### TEXTE FOURNI
***

Biodiversité. Comment l’Afrique peut tirer profit du protocole de Nagoya
Le Gabon a émis le premier Certificat de Conformité internationalement reconnu (CCIR) du Protocole de Nagoya pour protéger l’Iboga, une plante qui possède des vertus médicinales. Plusieurs pays africains signataires dudit protocole pourrait tirer profit de la flore locale et la protéger du biopiratage de ressources génétiques et surtout, les connaissances traditionnelles qui y sont associées.
Le Gabon a émis, le 16 octobre 2020, le premier Certificat de Conformité Internationalement Reconnu (CCIR) du protocole de Nagoya, sur l’accès aux ressources génétiques et au partage juste et équitable des avantages découlant de leur utilisation.
Le CCIR constitue la preuve à l’international que l’accès par l’utilisateur à la ressource génétique, auquel le CCIR s’applique, a fait l’objet d’un consentement préalable donné en connaissance de cause (CPCC) par le fournisseur et que des conditions convenues d’un commun accord (CCCA), ont été établies, souligne un communiqué du gouvernement, notant que Le CPCC et les CCCA constituent deux dispositions obligatoires du Protocole de Nagoya. Le CCIR assure donc une certitude juridique, une clarté et une transparence pour l’utilisateur de la ressource génétique.
Le patrimoine génétique au service de la biodiversité
Le protocole de Nagoya a été adopté le 29 octobre 2010 au Japon, lors de la dixième Conférence des Parties à la Convention sur la Diversité Biologique (CDB). Il vise un partage juste et équitable des avantages découlant de l’utilisation des ressources génétiques de « plantes, animaux, bactéries ou d’autres organismes, dans un but commercial, de recherche ou pour d’autres objectifs », et devrait permettre de mieux combattre la « Biopiraterie » (l’appropriation illégitime des ressources génétiques et des connaissances traditionnelles autochtones).
C’est le cas de la plante Iboga. Il s’agit d’un arbuste dont on extrait une poudre utilisée dans la médecine traditionnelle et les cérémonies du bwiti, un ordre initiatique très répandu au Gabon. L’écorce de sa racine concentre une douzaine d’alcaloïdes dont l’ibogaïne, proche de la psilocybine des champignons hallucinogènes.
Or, cette molécule interagit avec des neurotransmetteurs, principalement la sérotonine et le glutamate, et bloque des récepteurs aux opiacés. En clair, des recherches américaines ont démontré que l’ibogaïne enregistre des records dans le sevrage de l’addiction à l’héroïne ou à la cocaïne.
Actuellement, 80% de l’Iboga commercialisé dans le monde provient du Gabon sans que le pays n’en tire un bénéfice. D’où l’utilité de se conformer au cadre juridique offert par le protocole de Nagoya moyennant Certificat de Conformité Internationalement Reconnu (CCIR).

***

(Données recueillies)
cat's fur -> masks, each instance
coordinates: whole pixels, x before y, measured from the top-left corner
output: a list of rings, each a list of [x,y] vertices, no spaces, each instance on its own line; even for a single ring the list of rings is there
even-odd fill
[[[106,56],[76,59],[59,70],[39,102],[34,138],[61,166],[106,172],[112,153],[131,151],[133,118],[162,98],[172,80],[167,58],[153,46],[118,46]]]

***

### TÂCHE 1
Résumez en deux phrases le texte sur le protocole de Nagoya.
### TÂCHE 2
D'après le texte sur le protocole de Nagoya, à quelle date ce protocole a-t-il été adopté ?
Les lignes constituent un matériau distinct du texte sur le protocole de Nagoya.

### SOLUTION PROPOSÉE 1
Le 16 octobre 2020, le Gabon a émis le premier Certificat de Conformité Internationalement Reconnu (CCIR) du protocole de Nagoya, qui vise un partage juste et équitable des avantages découlant de l'utilisation des ressources génétiques et la lutte contre la biopiraterie. Ce certificat doit protéger l'Iboga, une plante aux vertus médicinales dont 80 % de la production commercialisée dans le monde provient du Gabon sans que le pays n'en tire de bénéfice.

### SOLUTION PROPOSÉE 2
Le 29 octobre 2010.